[Given passage — start]

Nel's cash balance at the end of second quarter 2020 was NOK 2 566.1 million. The increase from end of 2019 is mainly due to raising net proceeds of NOK 818.8 million and NOK 1 265.5 million from the share capital increase in January and June, respectively. This is partly offset by negative cash flow from operations and investments.
Nel reported revenues in the first half of 2020 of NOK 275.1 million (1H 2019: 244.9 million). Operating expenses increased to NOK 434.0 million (387.7), resulting in an operating loss of NOK -158.9 million (-142.8) and a net income of NOK 593.2 (-144.2).
EBITDA amounted to NOK -113.2 million in first half 2020 compared to NOK -107.5 million in the same period in 2019. First half 2020 was negatively impacted higher cost levels as well as somewhat lower margins in addition to the general Covid-19 situation resulting in lower sales and productivity. First half 2019 included Kjørbo provision of NOK 35 million.
Nel is a global, dedicated hydrogen company, delivering optimal solutions to produce, store and distribute hydrogen from renewable energy. The company serves industries, energy and industrial gas companies with leading hydrogen technology.

[Given passage — finish]
[Source data — start]

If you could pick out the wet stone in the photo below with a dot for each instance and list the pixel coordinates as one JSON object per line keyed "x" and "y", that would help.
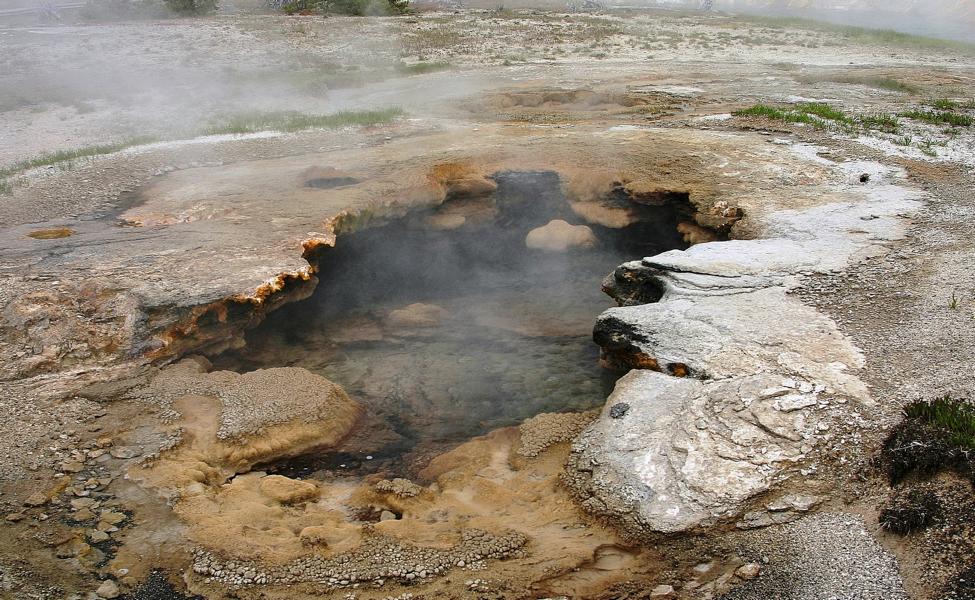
{"x": 618, "y": 410}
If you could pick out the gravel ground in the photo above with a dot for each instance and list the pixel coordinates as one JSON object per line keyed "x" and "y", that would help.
{"x": 827, "y": 556}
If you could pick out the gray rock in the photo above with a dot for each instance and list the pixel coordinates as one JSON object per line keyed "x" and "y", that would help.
{"x": 618, "y": 410}
{"x": 108, "y": 589}
{"x": 696, "y": 450}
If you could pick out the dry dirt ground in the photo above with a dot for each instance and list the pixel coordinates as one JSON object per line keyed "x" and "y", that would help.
{"x": 128, "y": 471}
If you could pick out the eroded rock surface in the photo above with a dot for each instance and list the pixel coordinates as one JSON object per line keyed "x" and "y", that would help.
{"x": 740, "y": 375}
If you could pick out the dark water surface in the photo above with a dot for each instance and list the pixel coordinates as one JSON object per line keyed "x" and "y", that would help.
{"x": 503, "y": 333}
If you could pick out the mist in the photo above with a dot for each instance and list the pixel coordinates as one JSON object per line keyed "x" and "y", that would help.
{"x": 950, "y": 19}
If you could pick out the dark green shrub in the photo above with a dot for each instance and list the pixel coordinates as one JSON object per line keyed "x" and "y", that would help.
{"x": 932, "y": 437}
{"x": 911, "y": 511}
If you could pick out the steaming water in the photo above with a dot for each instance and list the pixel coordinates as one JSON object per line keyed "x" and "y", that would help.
{"x": 504, "y": 332}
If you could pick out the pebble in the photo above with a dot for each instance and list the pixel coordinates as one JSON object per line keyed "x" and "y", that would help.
{"x": 108, "y": 589}
{"x": 37, "y": 499}
{"x": 748, "y": 571}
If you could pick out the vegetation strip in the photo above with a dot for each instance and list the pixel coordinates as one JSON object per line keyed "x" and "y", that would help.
{"x": 286, "y": 121}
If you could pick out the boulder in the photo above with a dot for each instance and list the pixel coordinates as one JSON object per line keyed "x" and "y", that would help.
{"x": 559, "y": 236}
{"x": 288, "y": 491}
{"x": 416, "y": 315}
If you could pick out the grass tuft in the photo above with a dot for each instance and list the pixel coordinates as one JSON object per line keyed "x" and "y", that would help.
{"x": 815, "y": 114}
{"x": 883, "y": 122}
{"x": 934, "y": 436}
{"x": 289, "y": 121}
{"x": 61, "y": 156}
{"x": 865, "y": 35}
{"x": 940, "y": 117}
{"x": 946, "y": 104}
{"x": 953, "y": 416}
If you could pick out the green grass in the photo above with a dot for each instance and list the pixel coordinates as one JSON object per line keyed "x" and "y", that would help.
{"x": 819, "y": 115}
{"x": 945, "y": 104}
{"x": 955, "y": 417}
{"x": 238, "y": 124}
{"x": 940, "y": 117}
{"x": 61, "y": 156}
{"x": 865, "y": 35}
{"x": 824, "y": 111}
{"x": 289, "y": 121}
{"x": 883, "y": 122}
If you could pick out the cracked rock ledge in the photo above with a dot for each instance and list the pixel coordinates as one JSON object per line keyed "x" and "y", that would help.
{"x": 761, "y": 377}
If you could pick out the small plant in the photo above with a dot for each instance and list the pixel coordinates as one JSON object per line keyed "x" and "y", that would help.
{"x": 818, "y": 115}
{"x": 927, "y": 148}
{"x": 911, "y": 511}
{"x": 422, "y": 68}
{"x": 291, "y": 121}
{"x": 67, "y": 156}
{"x": 822, "y": 110}
{"x": 945, "y": 104}
{"x": 192, "y": 7}
{"x": 355, "y": 8}
{"x": 883, "y": 122}
{"x": 940, "y": 117}
{"x": 933, "y": 436}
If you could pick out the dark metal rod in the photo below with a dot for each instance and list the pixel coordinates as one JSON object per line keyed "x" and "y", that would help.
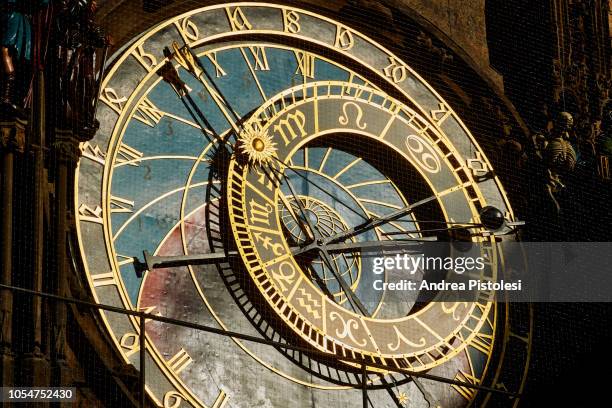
{"x": 254, "y": 339}
{"x": 364, "y": 385}
{"x": 142, "y": 350}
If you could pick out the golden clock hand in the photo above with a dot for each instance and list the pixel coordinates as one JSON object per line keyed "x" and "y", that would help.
{"x": 185, "y": 57}
{"x": 171, "y": 76}
{"x": 317, "y": 186}
{"x": 305, "y": 229}
{"x": 350, "y": 295}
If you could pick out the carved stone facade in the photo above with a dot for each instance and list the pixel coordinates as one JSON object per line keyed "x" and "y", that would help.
{"x": 509, "y": 66}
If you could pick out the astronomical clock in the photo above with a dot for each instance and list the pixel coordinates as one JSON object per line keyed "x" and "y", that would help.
{"x": 250, "y": 159}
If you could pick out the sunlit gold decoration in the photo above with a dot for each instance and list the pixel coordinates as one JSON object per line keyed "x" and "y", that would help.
{"x": 402, "y": 398}
{"x": 257, "y": 145}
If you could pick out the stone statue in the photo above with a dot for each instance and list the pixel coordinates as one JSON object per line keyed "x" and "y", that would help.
{"x": 604, "y": 141}
{"x": 78, "y": 38}
{"x": 559, "y": 154}
{"x": 16, "y": 47}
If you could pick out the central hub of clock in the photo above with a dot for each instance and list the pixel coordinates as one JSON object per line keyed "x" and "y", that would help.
{"x": 327, "y": 222}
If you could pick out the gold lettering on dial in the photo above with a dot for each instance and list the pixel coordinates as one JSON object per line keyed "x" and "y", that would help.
{"x": 184, "y": 57}
{"x": 306, "y": 64}
{"x": 129, "y": 155}
{"x": 260, "y": 212}
{"x": 113, "y": 100}
{"x": 172, "y": 399}
{"x": 344, "y": 118}
{"x": 86, "y": 213}
{"x": 344, "y": 38}
{"x": 147, "y": 60}
{"x": 441, "y": 114}
{"x": 130, "y": 342}
{"x": 478, "y": 165}
{"x": 285, "y": 276}
{"x": 260, "y": 58}
{"x": 120, "y": 205}
{"x": 103, "y": 279}
{"x": 465, "y": 392}
{"x": 219, "y": 71}
{"x": 423, "y": 154}
{"x": 188, "y": 30}
{"x": 291, "y": 21}
{"x": 348, "y": 325}
{"x": 395, "y": 71}
{"x": 237, "y": 19}
{"x": 148, "y": 113}
{"x": 292, "y": 126}
{"x": 93, "y": 152}
{"x": 453, "y": 309}
{"x": 309, "y": 303}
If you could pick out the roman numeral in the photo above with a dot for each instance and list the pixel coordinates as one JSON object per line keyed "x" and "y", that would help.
{"x": 237, "y": 19}
{"x": 221, "y": 400}
{"x": 103, "y": 279}
{"x": 148, "y": 113}
{"x": 465, "y": 392}
{"x": 129, "y": 155}
{"x": 93, "y": 152}
{"x": 306, "y": 64}
{"x": 260, "y": 58}
{"x": 219, "y": 71}
{"x": 86, "y": 213}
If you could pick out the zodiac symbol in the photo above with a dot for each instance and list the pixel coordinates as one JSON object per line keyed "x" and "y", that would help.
{"x": 452, "y": 310}
{"x": 347, "y": 327}
{"x": 306, "y": 300}
{"x": 286, "y": 274}
{"x": 344, "y": 119}
{"x": 277, "y": 248}
{"x": 424, "y": 155}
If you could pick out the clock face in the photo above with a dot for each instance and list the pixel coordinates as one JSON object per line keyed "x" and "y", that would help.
{"x": 285, "y": 143}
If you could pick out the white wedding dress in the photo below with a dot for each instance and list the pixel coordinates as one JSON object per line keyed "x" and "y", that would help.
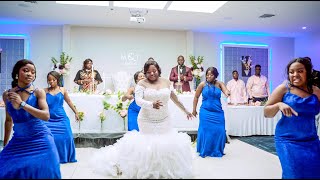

[Source data — finish]

* [What this exercise asks]
a) Transcribe the stretch of the Nel financial excerpt from "Nel reported revenues" through "NOK 593.2 (-144.2).".
b) Answer these questions using the Nel financial excerpt above.
(i) What was Nel's cash balance at the end of second quarter 2020?
(ii) What revenues did Nel report for the first half of 2020?
(iii) How much Kjørbo provision did first half 2019 include?
c) Resume the Nel half-year financial excerpt above from the point where it ends.

* [Per-task outputs]
a)
Nel reported revenues in the first half of 2020 of NOK 275.1 million (1H 2019: 244.9 million). Operating expenses increased to NOK 434.0 million (387.7), resulting in an operating loss of NOK -158.9 million (-142.8) and a net income of NOK 593.2 (-144.2).

b)
(i) NOK 2 566.1 million
(ii) NOK 275.1 million
(iii) NOK 35 million

c)
Since our origins in 1927 as part of Norsk Hydro, we have a proud history of development and continuous improvement of hydrogen technologies.
Our hydrogen solutions cover important parts of the value chain: from hydrogen production technologies to hydrogen fueling stations, enabling industries to transition to green hydrogen, and providing fuel cell electric vehicles with the same fast fueling and long range as fossilfuelled vehicles - without emissions.
Production and installation of electrolysers for hydrogen production.
Nel Hydrogen Electrolyser is the world's largest electrolyser manufacturer, covering both alkaline and PEM (proton exchange membrane) technology globally. The company's roots date back to 1927, when Norsk Hydro developed largescale electrolyser plants, providing renewable hydrogen for use in ammonia production with fertiliser as the end-product. Since then, the electrolyser technology has been improved continuously, delivered across the world, and has set the industry standard.
Historically, hydrogen has primarily been used as an input factor for a broad spectrum of industrial applications and products, such as ammonia, refineries, methanol, edible oil, chemicals, metallurgy, glass, electronics, generator cooling, polysilicon used in PV solar panels, and other industrial applications.
Of the total global hydrogen market, only around 1% of the hydrogen is generated via water electrolysis. However, electrolysis is expected to grow in market share, mainly driven by the decreasing cost of renewable energy, increased share of intermittent (wind and solar) energy, decreasing cost of electrolysers, and an increasing focus on climate and air quality.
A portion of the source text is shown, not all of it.